Schreib den Text über den Ballettabend b.41 weiter, und zwar ab seinem letzten Satz.

Vorgelegter Text ::
· · · · · · ·

Mit seinem Programm b.41 präsentiert das Ballett am Rhein einen fast schon wehmütigen Abend im Zeichen von Abschied, Tod und Trauer. Neben Choreografien von Jiří Kylián und Martha Graham ist die letzte Düsseldorfer Uraufführung von Martin Schläpfer zu erleben.
Die Spielzeit 2019/2020 hat gerade erst an Fahrt aufgenommen, da wird schon deutlich, dass Ballettchef Martin Schläpfer allmählich seinen Abgang vorbereitet. Bevor er sich im Sommer 2020 von seiner Compagnie verabschiedet und als neuer Leiter zum Wiener Staatsballett wechselt, hat er nun für b.41 mit „Cellokonzert“ seine letzte Choreografie für das Düsseldorfer Ballett auf die Bühne gebracht.

· · · · · · ·

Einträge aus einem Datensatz

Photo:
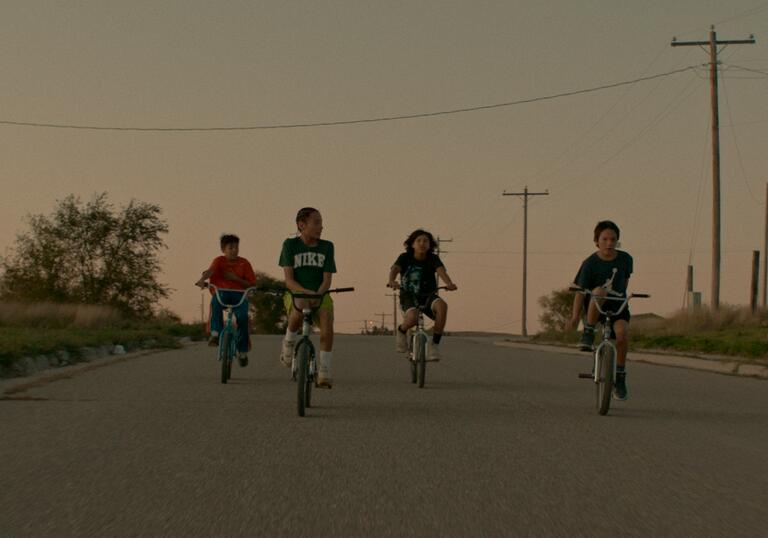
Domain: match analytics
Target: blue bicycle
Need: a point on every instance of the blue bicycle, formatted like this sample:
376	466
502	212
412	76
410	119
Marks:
228	335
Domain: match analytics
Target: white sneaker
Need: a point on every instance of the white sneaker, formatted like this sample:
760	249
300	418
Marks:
324	380
286	355
433	352
402	342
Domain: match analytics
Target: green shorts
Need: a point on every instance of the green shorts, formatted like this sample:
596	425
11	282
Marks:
327	303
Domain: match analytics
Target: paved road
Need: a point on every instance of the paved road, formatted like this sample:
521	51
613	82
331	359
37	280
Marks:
501	442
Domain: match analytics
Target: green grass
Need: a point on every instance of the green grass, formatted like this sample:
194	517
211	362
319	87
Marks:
731	331
17	342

· · · · · · ·

Antwortfeld ::
Zur Musik von Dmitri Schostakowitsch (Konzert für Violoncello und Orchester Nr. 2 g-Moll op. 126) lässt Schläpfer sein gesamtes Ensemble tanzen. Vor dem etwas rätselhaften Bühnenbild von Marcus
Spyros Bertermann und in schnörkellosen Kostümen von Hélène Vergnes zeigen die Tänzer*innen eine Art „Best of Martin Schläpfer“. Seine choreografische Handschrift, die Betonung von Hand- und
Fußbewegungen und die gekonnte Herausstellung einzelner Tänzer*innen gefolgt von großen Ensemble-Szenen ist deutlich erkennbar. Doch das neue Werk von Schläpfer ist so komplex, dass der Funke
nicht so recht überspringt. Der Applaus bleibt am Ende des Ballettabends daher auch eher freundlich als begeistert.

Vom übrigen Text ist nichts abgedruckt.